(TEXT SECTION)
§ §

To anyone who understands a bit about the behaviour of low frequency sound waves, directional bass might seem physically implausible. But as Hugh Covill points out, directional bass is not only a physical reality, it’s an idea that’s been around for decades.


30 September 2005

Text: Hugh Covill

‘Everything old is new again’ seems to be the catch-cry of the audio industry. Companies look to be clamouring to reissue everything from classic compressors and preamps to vintage tube mics. You’ve all read the hype… “built to original specifications with parts snaffled directly from Rupert Neve’s garage” etc etc. A colleague and I were recently discussing this phenomenon over a quiet ale or three when the conversation turned to this question: “What have been the defining inventions/products/breakthroughs in conceptual thought that have most affected us audio folk? What are the really big moments in history as they relate to sound? So what did we determine?

Well, there’s the understanding and harnessing of electricity, that’s a given. Then there’s Thomas Edison’s invention of the phonograph… moving coil speaker design… the work in electro-acoustics by Bell Labs (particularly in the ’30s and ’40s)… third-octave equalisation, patented by Don Davis in the mid ’60s… and, more recently, DSP which has resulted in digitally-steerable loudspeaker arrays and variable room acoustic systems.

These are just a few of the important landmarks we managed to recall. What struck me most about our list was that (excluding digital technologies) most of the founding concepts that underpin how we work with sound were laid down a long time ago.

Which brings us to Dr Harry F Olson, one of the forefathers of modern electro-acoustics. Last year I attended a seminar (conducted by Meyer Sound), which, among other things, tackled the concept of directional bass arrays. This concept (along with most contemporary line source theory) was first described in Dr Olson’s book ‘Acoustical Engineering’ which was published way back in 1939! This book has been out of print for many years but has now become available again via

For anyone with a sense that there’s a science behind the practice of putting up speakers, this book is still the definitive work.


So, having doffed our caps to those that paved the way, let’s take a look at the concept of directional bass… or low frequency directivity, or whatever other moniker you wish to call it. Most audio people happily admit that bass is omni-directional in nature. They’re right, of course. A single, forward-firing subwoofer in free space will exhibit an omni-directional frequency response. This situation changes, though, when we introduce a second sub (and subsequent sources after that). You’ve all heard the phenomenon in action, and you may well have heard the related term ‘power alley’ at some point.

§ §

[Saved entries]
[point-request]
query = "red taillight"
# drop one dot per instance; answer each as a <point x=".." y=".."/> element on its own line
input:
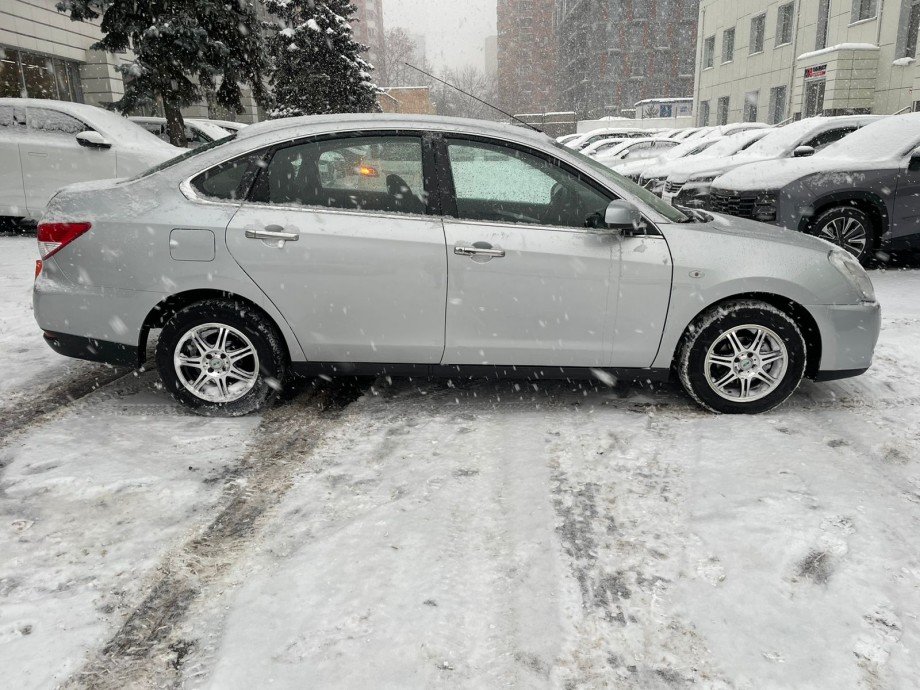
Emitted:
<point x="53" y="237"/>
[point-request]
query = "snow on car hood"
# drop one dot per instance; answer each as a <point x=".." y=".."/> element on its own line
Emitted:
<point x="777" y="174"/>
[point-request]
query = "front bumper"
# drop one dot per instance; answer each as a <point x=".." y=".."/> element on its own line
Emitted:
<point x="849" y="333"/>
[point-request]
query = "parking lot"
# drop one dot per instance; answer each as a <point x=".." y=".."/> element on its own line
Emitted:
<point x="414" y="533"/>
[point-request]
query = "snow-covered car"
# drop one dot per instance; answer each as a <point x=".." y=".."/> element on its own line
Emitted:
<point x="45" y="145"/>
<point x="695" y="193"/>
<point x="634" y="149"/>
<point x="197" y="132"/>
<point x="586" y="139"/>
<point x="465" y="248"/>
<point x="862" y="193"/>
<point x="798" y="139"/>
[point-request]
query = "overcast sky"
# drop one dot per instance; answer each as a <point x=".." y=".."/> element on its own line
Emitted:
<point x="454" y="30"/>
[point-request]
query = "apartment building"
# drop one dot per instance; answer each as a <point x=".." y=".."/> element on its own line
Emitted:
<point x="780" y="60"/>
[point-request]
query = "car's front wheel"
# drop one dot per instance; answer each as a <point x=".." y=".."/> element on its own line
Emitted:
<point x="221" y="357"/>
<point x="742" y="357"/>
<point x="849" y="228"/>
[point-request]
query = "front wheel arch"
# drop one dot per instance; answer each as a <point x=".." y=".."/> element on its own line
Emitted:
<point x="803" y="318"/>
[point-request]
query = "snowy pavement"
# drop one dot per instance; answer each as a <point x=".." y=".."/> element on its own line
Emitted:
<point x="416" y="534"/>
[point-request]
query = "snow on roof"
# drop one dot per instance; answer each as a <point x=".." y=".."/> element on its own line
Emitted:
<point x="839" y="46"/>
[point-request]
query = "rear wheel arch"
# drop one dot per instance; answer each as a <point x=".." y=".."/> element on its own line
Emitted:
<point x="173" y="304"/>
<point x="802" y="317"/>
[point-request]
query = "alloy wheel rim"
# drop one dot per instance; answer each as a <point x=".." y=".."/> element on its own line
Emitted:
<point x="746" y="363"/>
<point x="216" y="362"/>
<point x="846" y="232"/>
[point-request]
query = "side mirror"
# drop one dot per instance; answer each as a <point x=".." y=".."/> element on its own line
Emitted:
<point x="622" y="215"/>
<point x="93" y="140"/>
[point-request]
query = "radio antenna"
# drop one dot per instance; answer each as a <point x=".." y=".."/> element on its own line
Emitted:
<point x="476" y="98"/>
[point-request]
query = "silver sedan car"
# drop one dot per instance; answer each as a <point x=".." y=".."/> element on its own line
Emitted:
<point x="373" y="244"/>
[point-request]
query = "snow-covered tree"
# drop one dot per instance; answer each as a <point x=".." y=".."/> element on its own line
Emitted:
<point x="183" y="50"/>
<point x="317" y="66"/>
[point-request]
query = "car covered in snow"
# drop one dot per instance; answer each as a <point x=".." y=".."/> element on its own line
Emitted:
<point x="862" y="193"/>
<point x="197" y="132"/>
<point x="430" y="246"/>
<point x="46" y="144"/>
<point x="796" y="140"/>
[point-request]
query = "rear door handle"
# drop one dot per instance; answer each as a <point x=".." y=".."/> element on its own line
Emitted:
<point x="473" y="250"/>
<point x="272" y="232"/>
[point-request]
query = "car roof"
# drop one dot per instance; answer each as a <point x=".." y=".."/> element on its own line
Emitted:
<point x="310" y="123"/>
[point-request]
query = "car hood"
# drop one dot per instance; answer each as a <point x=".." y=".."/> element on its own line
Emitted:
<point x="776" y="174"/>
<point x="681" y="172"/>
<point x="723" y="225"/>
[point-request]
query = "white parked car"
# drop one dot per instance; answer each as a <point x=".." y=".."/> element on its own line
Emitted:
<point x="634" y="149"/>
<point x="45" y="145"/>
<point x="799" y="139"/>
<point x="197" y="132"/>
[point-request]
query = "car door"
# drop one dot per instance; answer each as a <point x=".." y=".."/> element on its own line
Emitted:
<point x="528" y="284"/>
<point x="339" y="234"/>
<point x="52" y="157"/>
<point x="12" y="129"/>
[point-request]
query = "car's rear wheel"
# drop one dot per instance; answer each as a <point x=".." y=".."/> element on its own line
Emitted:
<point x="742" y="357"/>
<point x="849" y="228"/>
<point x="221" y="357"/>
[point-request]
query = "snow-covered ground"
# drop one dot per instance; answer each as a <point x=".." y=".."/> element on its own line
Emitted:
<point x="483" y="535"/>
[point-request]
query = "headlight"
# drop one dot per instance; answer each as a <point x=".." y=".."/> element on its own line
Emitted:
<point x="855" y="274"/>
<point x="765" y="206"/>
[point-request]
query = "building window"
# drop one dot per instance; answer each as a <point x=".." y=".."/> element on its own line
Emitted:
<point x="864" y="9"/>
<point x="709" y="50"/>
<point x="777" y="105"/>
<point x="750" y="106"/>
<point x="30" y="75"/>
<point x="704" y="114"/>
<point x="821" y="35"/>
<point x="758" y="26"/>
<point x="784" y="24"/>
<point x="913" y="24"/>
<point x="728" y="45"/>
<point x="722" y="111"/>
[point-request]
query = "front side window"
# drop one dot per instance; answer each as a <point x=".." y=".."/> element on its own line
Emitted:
<point x="728" y="45"/>
<point x="784" y="24"/>
<point x="502" y="184"/>
<point x="54" y="122"/>
<point x="758" y="25"/>
<point x="864" y="9"/>
<point x="375" y="173"/>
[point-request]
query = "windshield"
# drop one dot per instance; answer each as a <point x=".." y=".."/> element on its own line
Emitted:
<point x="662" y="208"/>
<point x="191" y="153"/>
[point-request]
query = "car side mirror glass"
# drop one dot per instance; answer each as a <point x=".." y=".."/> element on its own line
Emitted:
<point x="622" y="215"/>
<point x="93" y="140"/>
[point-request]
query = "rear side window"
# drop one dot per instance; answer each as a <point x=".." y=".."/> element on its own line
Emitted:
<point x="225" y="181"/>
<point x="382" y="173"/>
<point x="54" y="122"/>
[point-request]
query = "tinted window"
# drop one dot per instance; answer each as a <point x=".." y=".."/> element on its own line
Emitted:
<point x="45" y="120"/>
<point x="223" y="181"/>
<point x="363" y="173"/>
<point x="497" y="183"/>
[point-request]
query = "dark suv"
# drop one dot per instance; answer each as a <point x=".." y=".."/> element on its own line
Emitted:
<point x="861" y="193"/>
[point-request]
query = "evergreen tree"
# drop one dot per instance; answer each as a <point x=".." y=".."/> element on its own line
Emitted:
<point x="317" y="66"/>
<point x="183" y="50"/>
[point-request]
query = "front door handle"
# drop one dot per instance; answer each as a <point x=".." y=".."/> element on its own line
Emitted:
<point x="272" y="232"/>
<point x="483" y="250"/>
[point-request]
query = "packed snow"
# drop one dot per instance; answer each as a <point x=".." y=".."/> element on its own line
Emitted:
<point x="472" y="534"/>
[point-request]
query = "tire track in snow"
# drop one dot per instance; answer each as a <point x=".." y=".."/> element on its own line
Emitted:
<point x="145" y="651"/>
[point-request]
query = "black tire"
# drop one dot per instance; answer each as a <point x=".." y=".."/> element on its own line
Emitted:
<point x="829" y="224"/>
<point x="269" y="369"/>
<point x="710" y="331"/>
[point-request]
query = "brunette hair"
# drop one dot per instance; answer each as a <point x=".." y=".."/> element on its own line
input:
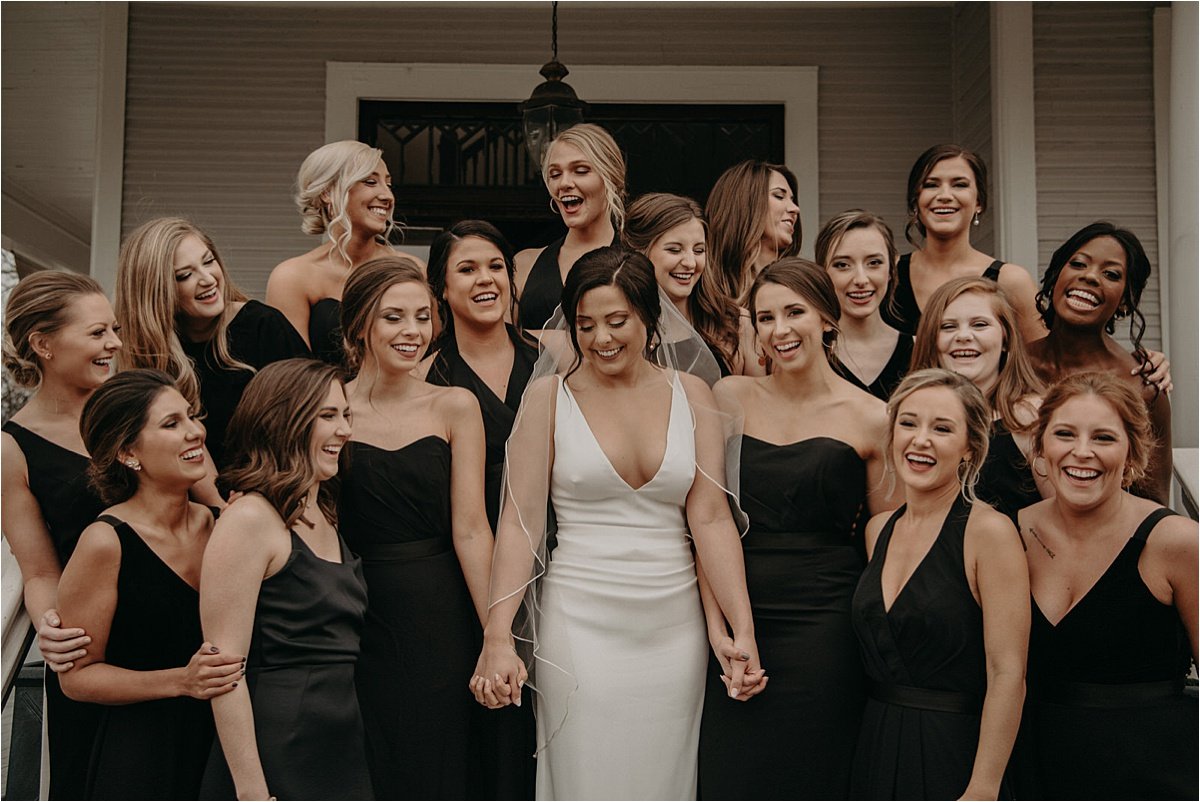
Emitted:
<point x="713" y="313"/>
<point x="1137" y="275"/>
<point x="601" y="150"/>
<point x="613" y="267"/>
<point x="39" y="304"/>
<point x="921" y="171"/>
<point x="837" y="227"/>
<point x="441" y="251"/>
<point x="269" y="438"/>
<point x="148" y="304"/>
<point x="976" y="412"/>
<point x="737" y="216"/>
<point x="811" y="283"/>
<point x="1018" y="379"/>
<point x="111" y="422"/>
<point x="361" y="297"/>
<point x="1128" y="406"/>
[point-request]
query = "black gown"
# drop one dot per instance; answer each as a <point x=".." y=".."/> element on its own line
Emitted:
<point x="258" y="335"/>
<point x="58" y="479"/>
<point x="927" y="674"/>
<point x="803" y="562"/>
<point x="1105" y="717"/>
<point x="421" y="638"/>
<point x="300" y="676"/>
<point x="154" y="749"/>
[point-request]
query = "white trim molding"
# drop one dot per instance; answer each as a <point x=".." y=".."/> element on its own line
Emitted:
<point x="795" y="88"/>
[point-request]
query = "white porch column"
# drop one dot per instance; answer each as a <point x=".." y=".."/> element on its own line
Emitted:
<point x="1014" y="183"/>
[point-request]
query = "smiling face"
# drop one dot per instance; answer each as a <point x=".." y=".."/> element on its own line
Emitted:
<point x="929" y="440"/>
<point x="1092" y="283"/>
<point x="330" y="431"/>
<point x="679" y="257"/>
<point x="948" y="198"/>
<point x="790" y="328"/>
<point x="402" y="328"/>
<point x="858" y="268"/>
<point x="611" y="336"/>
<point x="477" y="282"/>
<point x="971" y="341"/>
<point x="575" y="185"/>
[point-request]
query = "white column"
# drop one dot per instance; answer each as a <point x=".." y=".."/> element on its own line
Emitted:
<point x="1183" y="211"/>
<point x="1014" y="183"/>
<point x="106" y="203"/>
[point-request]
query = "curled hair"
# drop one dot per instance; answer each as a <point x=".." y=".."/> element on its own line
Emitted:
<point x="39" y="304"/>
<point x="363" y="294"/>
<point x="975" y="410"/>
<point x="111" y="422"/>
<point x="737" y="211"/>
<point x="148" y="304"/>
<point x="439" y="263"/>
<point x="269" y="438"/>
<point x="713" y="313"/>
<point x="1018" y="379"/>
<point x="1128" y="406"/>
<point x="921" y="171"/>
<point x="323" y="189"/>
<point x="1137" y="275"/>
<point x="613" y="267"/>
<point x="600" y="149"/>
<point x="811" y="283"/>
<point x="837" y="227"/>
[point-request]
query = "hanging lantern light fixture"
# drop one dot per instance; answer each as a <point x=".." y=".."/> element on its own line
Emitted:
<point x="553" y="106"/>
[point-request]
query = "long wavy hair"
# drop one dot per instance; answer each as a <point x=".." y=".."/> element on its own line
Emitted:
<point x="269" y="438"/>
<point x="148" y="304"/>
<point x="1018" y="379"/>
<point x="713" y="313"/>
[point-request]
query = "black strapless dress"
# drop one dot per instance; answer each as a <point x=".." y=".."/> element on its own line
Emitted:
<point x="58" y="478"/>
<point x="423" y="635"/>
<point x="803" y="562"/>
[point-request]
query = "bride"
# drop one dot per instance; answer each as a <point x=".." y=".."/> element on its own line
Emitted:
<point x="630" y="454"/>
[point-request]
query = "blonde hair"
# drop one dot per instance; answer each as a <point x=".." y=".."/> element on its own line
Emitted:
<point x="600" y="149"/>
<point x="323" y="189"/>
<point x="39" y="304"/>
<point x="148" y="304"/>
<point x="976" y="412"/>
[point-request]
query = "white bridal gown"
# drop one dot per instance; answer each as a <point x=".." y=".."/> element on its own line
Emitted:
<point x="622" y="615"/>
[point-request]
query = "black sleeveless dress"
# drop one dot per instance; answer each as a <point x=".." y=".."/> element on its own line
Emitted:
<point x="300" y="676"/>
<point x="907" y="315"/>
<point x="803" y="562"/>
<point x="1105" y="717"/>
<point x="58" y="478"/>
<point x="421" y="638"/>
<point x="927" y="674"/>
<point x="153" y="749"/>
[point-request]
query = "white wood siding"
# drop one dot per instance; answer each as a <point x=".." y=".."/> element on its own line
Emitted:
<point x="1095" y="97"/>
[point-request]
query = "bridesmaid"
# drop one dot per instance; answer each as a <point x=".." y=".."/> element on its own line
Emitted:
<point x="585" y="174"/>
<point x="753" y="220"/>
<point x="805" y="428"/>
<point x="971" y="329"/>
<point x="181" y="313"/>
<point x="1093" y="280"/>
<point x="1114" y="615"/>
<point x="279" y="581"/>
<point x="412" y="507"/>
<point x="60" y="337"/>
<point x="942" y="611"/>
<point x="671" y="232"/>
<point x="947" y="193"/>
<point x="343" y="190"/>
<point x="132" y="585"/>
<point x="857" y="250"/>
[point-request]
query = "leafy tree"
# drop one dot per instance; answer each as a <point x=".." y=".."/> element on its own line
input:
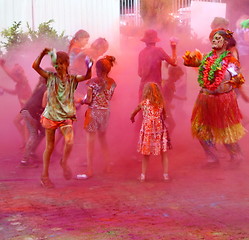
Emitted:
<point x="14" y="36"/>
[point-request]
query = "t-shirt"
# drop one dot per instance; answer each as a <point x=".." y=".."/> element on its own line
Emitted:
<point x="60" y="98"/>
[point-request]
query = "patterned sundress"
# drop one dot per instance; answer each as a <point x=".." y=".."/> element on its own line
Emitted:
<point x="153" y="138"/>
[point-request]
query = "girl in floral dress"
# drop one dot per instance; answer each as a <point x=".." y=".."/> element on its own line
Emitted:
<point x="153" y="139"/>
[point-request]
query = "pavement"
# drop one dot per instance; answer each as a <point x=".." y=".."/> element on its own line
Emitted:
<point x="197" y="204"/>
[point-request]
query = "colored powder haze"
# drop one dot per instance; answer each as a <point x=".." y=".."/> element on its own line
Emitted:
<point x="122" y="134"/>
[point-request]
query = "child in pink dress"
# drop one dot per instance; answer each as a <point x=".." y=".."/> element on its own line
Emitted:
<point x="153" y="139"/>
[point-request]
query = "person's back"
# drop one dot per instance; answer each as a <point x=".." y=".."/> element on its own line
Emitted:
<point x="150" y="61"/>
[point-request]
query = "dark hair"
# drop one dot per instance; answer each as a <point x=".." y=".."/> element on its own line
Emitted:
<point x="105" y="64"/>
<point x="63" y="56"/>
<point x="226" y="34"/>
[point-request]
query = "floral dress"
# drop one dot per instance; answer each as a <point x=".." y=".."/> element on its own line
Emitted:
<point x="153" y="138"/>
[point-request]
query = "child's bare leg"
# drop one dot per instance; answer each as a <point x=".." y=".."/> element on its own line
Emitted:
<point x="67" y="132"/>
<point x="165" y="166"/>
<point x="105" y="150"/>
<point x="145" y="161"/>
<point x="90" y="139"/>
<point x="21" y="128"/>
<point x="165" y="162"/>
<point x="48" y="151"/>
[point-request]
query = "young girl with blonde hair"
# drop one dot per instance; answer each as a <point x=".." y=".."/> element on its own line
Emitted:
<point x="153" y="139"/>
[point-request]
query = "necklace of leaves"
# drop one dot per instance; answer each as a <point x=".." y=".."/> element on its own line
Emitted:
<point x="211" y="71"/>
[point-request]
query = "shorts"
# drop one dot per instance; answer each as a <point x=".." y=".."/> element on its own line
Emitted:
<point x="96" y="120"/>
<point x="50" y="124"/>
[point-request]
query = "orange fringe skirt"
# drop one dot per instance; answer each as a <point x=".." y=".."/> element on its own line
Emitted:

§ §

(WRITTEN INSTRUCTION) Rewrite the stretch of the directional bass text from "To anyone who" through "around for decades.", putting "impossible" in place of "implausible".

(EXPECTED OUTPUT)
To anyone who understands a bit about the behaviour of low frequency sound waves, directional bass might seem physically impossible. But as Hugh Covill points out, directional bass is not only a physical reality, it’s an idea that’s been around for decades.